-------- SOURCE

One caveat: once a pointer member is expanded in Structure view, the child rows use the address that was read at expansion time. The visible child values refresh, but the expansion is not rebuilt every tick. If the pointer itself changes, collapse/reopen a fresh view or re-add it to the address table if needed.

Adding structures to the address table

You can add a structure to the address table from two places.

From the Structures window:

  1. Select the structure.
  2. Click Add to address table.
  3. Enter the base address.

From Structure view:

  1. Open the structure at an address.
  2. Click Add to address table.

This creates a parent structure row with child rows for the members.

This is useful when:

  • You want to freeze a field
  • You want to keep a few fields while closing the structure view
  • You want table entries saved in a .pct session
  • You want to share a table with structure rows already laid out

Structure rows

The parent structure row is only a container. It has an address, but it is not a readable value.

----------------

▸ REQUIREMENTS:
Answer these questions using the text on structures:
1. Which address do the child rows of an expanded pointer member in Structure view use?
2. When adding a structure from the Structures window, what do you enter after clicking Add to address table?
3. According to the text, what is the parent structure row?

-------- PROVIDED DATA

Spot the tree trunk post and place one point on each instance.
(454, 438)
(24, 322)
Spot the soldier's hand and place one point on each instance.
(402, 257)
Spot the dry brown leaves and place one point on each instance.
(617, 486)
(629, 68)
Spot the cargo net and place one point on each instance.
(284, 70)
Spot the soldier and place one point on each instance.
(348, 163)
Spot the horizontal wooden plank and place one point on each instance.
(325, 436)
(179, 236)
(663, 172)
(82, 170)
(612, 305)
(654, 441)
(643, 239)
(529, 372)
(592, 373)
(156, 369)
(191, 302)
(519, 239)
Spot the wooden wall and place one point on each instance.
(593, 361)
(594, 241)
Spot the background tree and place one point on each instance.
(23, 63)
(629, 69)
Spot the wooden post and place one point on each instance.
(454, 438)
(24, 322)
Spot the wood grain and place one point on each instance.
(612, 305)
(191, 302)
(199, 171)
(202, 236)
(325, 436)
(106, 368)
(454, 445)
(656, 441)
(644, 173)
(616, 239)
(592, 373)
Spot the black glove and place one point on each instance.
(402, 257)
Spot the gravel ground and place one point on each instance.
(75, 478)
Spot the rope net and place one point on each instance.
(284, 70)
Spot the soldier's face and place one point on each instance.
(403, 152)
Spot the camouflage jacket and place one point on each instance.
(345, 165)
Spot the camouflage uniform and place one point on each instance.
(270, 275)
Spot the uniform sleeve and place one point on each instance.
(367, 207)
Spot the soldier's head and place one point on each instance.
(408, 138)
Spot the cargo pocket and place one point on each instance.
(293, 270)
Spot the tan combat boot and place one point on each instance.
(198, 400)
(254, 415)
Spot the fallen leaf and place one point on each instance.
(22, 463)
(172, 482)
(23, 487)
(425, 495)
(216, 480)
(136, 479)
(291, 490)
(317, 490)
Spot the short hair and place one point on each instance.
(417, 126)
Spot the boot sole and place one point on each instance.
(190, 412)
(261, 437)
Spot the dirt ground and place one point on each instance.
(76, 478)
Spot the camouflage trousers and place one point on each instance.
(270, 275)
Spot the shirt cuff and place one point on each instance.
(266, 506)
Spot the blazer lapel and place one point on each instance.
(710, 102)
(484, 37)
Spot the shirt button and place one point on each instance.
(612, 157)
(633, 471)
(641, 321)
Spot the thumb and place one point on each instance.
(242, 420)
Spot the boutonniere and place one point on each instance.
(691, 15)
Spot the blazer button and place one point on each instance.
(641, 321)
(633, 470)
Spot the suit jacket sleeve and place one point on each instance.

----------------

▸ OUTPUT BELOW:
1. The address that was read at expansion time.
2. The base address.
3. Only a container: it has an address, but it is not a readable value.